▸ **What to work on**
Your task is to return all the entries below exactly, with every picture omitted.

::: Data provided :::

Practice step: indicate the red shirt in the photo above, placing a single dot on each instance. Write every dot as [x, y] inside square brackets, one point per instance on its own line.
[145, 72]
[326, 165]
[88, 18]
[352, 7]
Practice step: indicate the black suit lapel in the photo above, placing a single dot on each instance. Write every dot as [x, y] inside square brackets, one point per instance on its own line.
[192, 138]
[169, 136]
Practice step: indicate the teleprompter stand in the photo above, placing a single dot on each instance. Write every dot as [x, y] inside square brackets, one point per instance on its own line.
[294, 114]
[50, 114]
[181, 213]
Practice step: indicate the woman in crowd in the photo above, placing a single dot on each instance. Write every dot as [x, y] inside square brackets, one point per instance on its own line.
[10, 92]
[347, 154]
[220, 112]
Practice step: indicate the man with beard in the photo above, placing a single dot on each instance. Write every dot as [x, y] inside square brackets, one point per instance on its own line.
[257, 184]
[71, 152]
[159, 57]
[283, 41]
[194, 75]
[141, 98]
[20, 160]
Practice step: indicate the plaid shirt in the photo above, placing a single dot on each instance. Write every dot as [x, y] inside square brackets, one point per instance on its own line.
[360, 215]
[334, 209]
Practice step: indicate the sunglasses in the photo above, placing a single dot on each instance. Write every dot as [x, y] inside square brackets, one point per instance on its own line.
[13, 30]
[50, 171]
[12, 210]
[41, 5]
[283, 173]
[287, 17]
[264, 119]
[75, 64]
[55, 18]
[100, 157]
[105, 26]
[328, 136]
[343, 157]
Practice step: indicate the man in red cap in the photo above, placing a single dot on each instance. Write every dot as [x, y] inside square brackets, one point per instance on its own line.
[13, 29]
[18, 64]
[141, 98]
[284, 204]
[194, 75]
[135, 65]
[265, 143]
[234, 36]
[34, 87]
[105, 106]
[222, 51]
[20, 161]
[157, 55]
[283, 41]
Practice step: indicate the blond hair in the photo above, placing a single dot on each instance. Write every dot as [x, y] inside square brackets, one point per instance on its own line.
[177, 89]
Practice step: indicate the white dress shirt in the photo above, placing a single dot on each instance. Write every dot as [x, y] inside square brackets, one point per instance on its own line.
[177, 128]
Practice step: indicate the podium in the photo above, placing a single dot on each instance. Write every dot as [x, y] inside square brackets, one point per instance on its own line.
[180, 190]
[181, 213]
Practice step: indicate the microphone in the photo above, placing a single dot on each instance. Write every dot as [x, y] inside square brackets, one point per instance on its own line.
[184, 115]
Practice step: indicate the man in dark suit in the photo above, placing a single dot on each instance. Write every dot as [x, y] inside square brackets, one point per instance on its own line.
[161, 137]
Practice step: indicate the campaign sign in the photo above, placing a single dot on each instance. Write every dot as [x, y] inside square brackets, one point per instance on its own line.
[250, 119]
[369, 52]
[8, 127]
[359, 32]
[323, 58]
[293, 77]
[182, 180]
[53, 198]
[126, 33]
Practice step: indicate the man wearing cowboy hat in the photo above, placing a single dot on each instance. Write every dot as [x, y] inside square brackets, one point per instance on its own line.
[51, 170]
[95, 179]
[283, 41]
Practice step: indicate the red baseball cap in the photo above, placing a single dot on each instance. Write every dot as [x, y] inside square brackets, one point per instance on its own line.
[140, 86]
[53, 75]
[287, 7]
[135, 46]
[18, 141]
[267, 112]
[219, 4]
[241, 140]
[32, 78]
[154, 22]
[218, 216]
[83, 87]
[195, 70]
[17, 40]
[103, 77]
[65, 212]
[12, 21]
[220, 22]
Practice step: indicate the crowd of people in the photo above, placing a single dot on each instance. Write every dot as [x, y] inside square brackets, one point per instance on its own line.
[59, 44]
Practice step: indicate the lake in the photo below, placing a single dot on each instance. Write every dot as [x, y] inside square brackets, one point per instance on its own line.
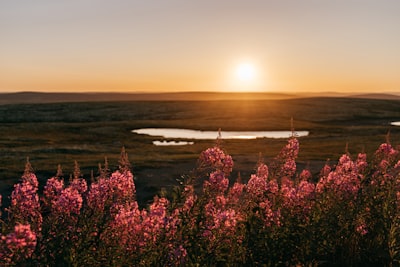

:::

▸ **Task response**
Practice step: indicate the red shirt in the photo above, placing a single dot on each instance. Write every dot as [x, y] inside square brackets, one point per instance on its own line.
[145, 72]
[326, 165]
[88, 18]
[352, 7]
Practice step: indicate the black suit lapel in the photo above, placing a single dot on each instance. Write every dot as [x, y] inside square brackets, one point per instance on its own line.
[192, 138]
[169, 136]
Practice step: indicate the teleprompter stand in the photo above, placing a single dot on each instance. Write every dot as [x, y] inside square brackets, one point per instance on its own line.
[294, 114]
[50, 114]
[181, 213]
Practice step: indicate the woman in crowd in the photo above, placing a single dot on each instance. Write every dot as [x, y] inside square brackets, one point per instance on its own line.
[10, 92]
[347, 154]
[220, 112]
Practice step: indicate the man with beard in the photo above, placing a single dot on each instance. Write every dot as [x, y] inside square brackets, one point per instance on its own line.
[257, 184]
[71, 152]
[159, 57]
[283, 41]
[194, 75]
[141, 98]
[20, 160]
Practice step: indicate the plaid shirt in the photo above, placing a single dot on each instance. Write every dot as [x, y] inside square brackets, one point per instance on its own line.
[360, 215]
[334, 209]
Practice step: indicate the sunglasses in the photo above, placing a single dot on each instance. Write every dot as [x, y] inside square brackets, one point per instance on its own line.
[13, 30]
[50, 171]
[12, 210]
[41, 5]
[283, 173]
[287, 17]
[264, 119]
[75, 64]
[55, 18]
[100, 157]
[105, 26]
[328, 136]
[343, 157]
Practice step: indicate the man in red cap in the photo above, placing a single dot on each instance. Write every dot as [x, y] inside square brackets, one point per instance on its own line.
[13, 29]
[18, 64]
[141, 98]
[284, 204]
[194, 75]
[135, 65]
[265, 143]
[234, 36]
[34, 87]
[105, 106]
[222, 51]
[20, 161]
[157, 55]
[283, 41]
Practice step: indicate the blond hair in the photo above, placing a single dot on each instance. Write every dot as [x, y] inside square brackets, one point per instance on its own line.
[177, 89]
Practice step: indicate the white dress shirt in the photo above, placing a single dot on each instance. Write every dot as [x, y] inside square brackets, one point per instance on its own line.
[177, 128]
Practice step: indicate the podium in the photo above, placing a single dot on each instance. Write every dot as [x, y] inside square brackets, one point per instance on its own line.
[180, 190]
[181, 213]
Practice step: indicate the microphone in the photo above, placing a single dot on each instance. Write every dot as [x, y] inside square brackets, one point per instance on its own line.
[184, 115]
Practice step: indicate the man in dark suit in the photo above, placing a single dot on each instance. Write every dot as [x, y] inside square brackets, one point per instance on its own line.
[161, 137]
Practice step: indicate the campaign sign in the photo above, placing a single dot on each instance. Write every dot as [x, y] inside square brackets, one point per instance on its own line.
[250, 119]
[369, 52]
[8, 127]
[359, 32]
[323, 58]
[293, 77]
[182, 180]
[53, 198]
[126, 33]
Practice step: indicate the man wearing cowboy hat in the photo above, placing a single dot on each instance. Write every dot as [x, y] inside square brackets, one point per instance on its own line.
[51, 170]
[95, 179]
[283, 41]
Practice step: indicate the red baseball cap in the photo above, placing a single dot on each instance. Write every dot as [x, y] inside square brackets, one point per instance on its own line.
[140, 86]
[53, 75]
[287, 7]
[135, 46]
[18, 141]
[267, 112]
[219, 4]
[241, 140]
[32, 78]
[154, 22]
[218, 216]
[83, 87]
[195, 70]
[17, 40]
[103, 77]
[65, 212]
[12, 21]
[220, 22]
Practice step: indicate the crowd of people in the photo above, placing a single dot on each instance. Write every dot as [x, y] inside square brackets, one point per instance on its own line.
[59, 44]
Practice step: indicate the lake in the photo below, placing a single dot on each instance. Write every dot as [x, y] inside square brackets, one point per instance on its own line.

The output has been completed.